§ **To do**
All of the data below should be printed again exactly, pictures excluded.

___

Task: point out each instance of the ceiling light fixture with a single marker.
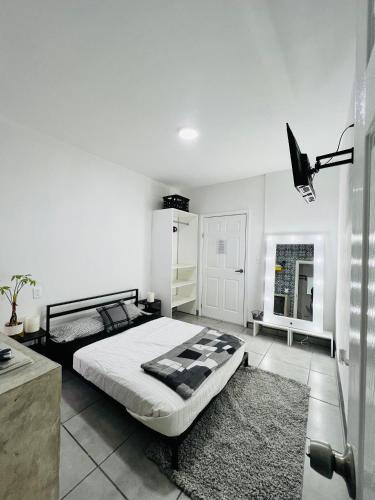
(188, 134)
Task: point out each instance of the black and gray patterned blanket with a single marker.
(185, 367)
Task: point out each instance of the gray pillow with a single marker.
(76, 329)
(115, 318)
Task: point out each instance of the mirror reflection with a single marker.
(294, 281)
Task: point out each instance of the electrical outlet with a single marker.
(37, 292)
(343, 358)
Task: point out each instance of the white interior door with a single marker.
(223, 267)
(361, 406)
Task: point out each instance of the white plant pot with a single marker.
(13, 330)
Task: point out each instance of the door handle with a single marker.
(327, 461)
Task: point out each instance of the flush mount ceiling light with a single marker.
(188, 134)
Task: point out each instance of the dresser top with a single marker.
(19, 376)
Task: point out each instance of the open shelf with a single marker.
(178, 301)
(184, 266)
(180, 283)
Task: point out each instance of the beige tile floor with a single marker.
(102, 448)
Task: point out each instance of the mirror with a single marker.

___

§ **Exercise response**
Task: point out each instance of the ceiling light fixture with a single marker.
(188, 134)
Task: point out each instance of the black and gray patterned blanket with a single marker.
(185, 367)
Task: point out each instance of the gray pillow with a single marker.
(76, 329)
(115, 318)
Task: point out each instance of the mirror reflection with a single marker.
(294, 281)
Task: point out each instance of the electrical outlet with a single marker.
(37, 292)
(343, 358)
Task: point out each instance of the white interior door with a single marker.
(223, 267)
(361, 406)
Task: point out each instance of the white plant pot with a single marker.
(13, 330)
Task: point out each instance of the door handle with a single marker.
(327, 461)
Task: point out each instance of the flush mount ceiling light with a single marker.
(188, 134)
Task: point out each instance of the dresser top with a single marker.
(19, 376)
Task: point out each instance of the open shelf with a single marker.
(178, 301)
(184, 266)
(180, 283)
Task: point out each instance of the beige tile floor with a single marker.
(102, 448)
Task: point out each instance of the mirror with a single marker.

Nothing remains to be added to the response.